**** DATASET EXCERPTS ****

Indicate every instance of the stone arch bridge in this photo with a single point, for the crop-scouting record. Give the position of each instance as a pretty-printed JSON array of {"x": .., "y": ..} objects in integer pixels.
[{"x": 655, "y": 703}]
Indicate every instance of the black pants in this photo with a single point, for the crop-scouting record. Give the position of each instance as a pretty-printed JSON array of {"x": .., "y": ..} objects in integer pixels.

****
**** DATASET EXCERPTS ****

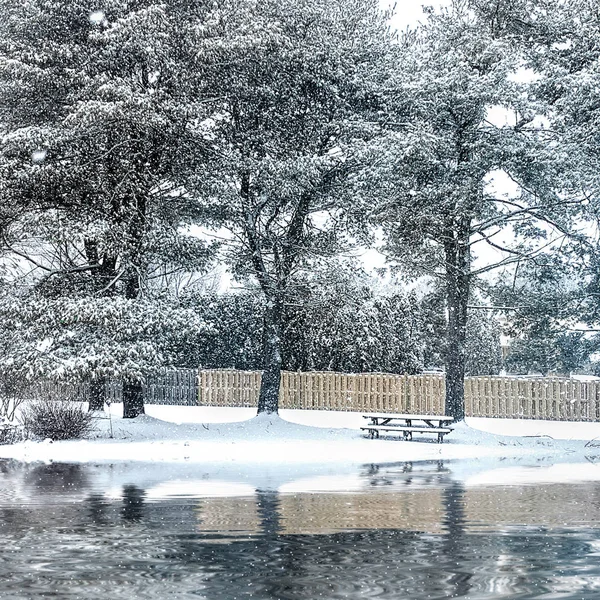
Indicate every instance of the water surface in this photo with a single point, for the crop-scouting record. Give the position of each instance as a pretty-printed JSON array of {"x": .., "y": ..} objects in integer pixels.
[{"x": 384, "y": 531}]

****

- [TASK INSTRUCTIONS]: How many lines of the data above contain the word "black"? Case counts. Reply with the number only.

- [THE RESULT]: 1